(Data provided Opens)
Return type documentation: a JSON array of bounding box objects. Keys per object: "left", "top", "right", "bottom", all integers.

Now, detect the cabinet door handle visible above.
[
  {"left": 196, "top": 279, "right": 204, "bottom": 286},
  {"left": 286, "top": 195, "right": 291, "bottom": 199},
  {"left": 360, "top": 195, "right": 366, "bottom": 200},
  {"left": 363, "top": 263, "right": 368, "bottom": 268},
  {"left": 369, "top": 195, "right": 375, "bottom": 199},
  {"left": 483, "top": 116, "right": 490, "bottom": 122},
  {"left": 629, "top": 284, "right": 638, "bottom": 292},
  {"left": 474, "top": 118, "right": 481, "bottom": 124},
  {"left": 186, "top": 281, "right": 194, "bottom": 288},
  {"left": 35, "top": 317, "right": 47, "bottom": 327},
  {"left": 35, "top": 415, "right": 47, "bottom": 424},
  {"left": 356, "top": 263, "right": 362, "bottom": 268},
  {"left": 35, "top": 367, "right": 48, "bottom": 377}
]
(Data provided Closes)
> [Action item] Every line of the data above should be output exactly as written.

> [Solution]
Return type documentation: a JSON array of bounding box objects. Keys per object: "left", "top", "right", "bottom", all integers.

Now, detect the cabinet door handle visible above.
[
  {"left": 196, "top": 279, "right": 204, "bottom": 286},
  {"left": 286, "top": 195, "right": 291, "bottom": 199},
  {"left": 360, "top": 195, "right": 366, "bottom": 200},
  {"left": 363, "top": 263, "right": 368, "bottom": 268},
  {"left": 369, "top": 195, "right": 375, "bottom": 199},
  {"left": 483, "top": 116, "right": 490, "bottom": 122},
  {"left": 629, "top": 284, "right": 638, "bottom": 292},
  {"left": 474, "top": 118, "right": 481, "bottom": 124},
  {"left": 186, "top": 281, "right": 194, "bottom": 288},
  {"left": 35, "top": 317, "right": 47, "bottom": 327},
  {"left": 35, "top": 415, "right": 47, "bottom": 424},
  {"left": 356, "top": 263, "right": 362, "bottom": 268},
  {"left": 35, "top": 367, "right": 48, "bottom": 377}
]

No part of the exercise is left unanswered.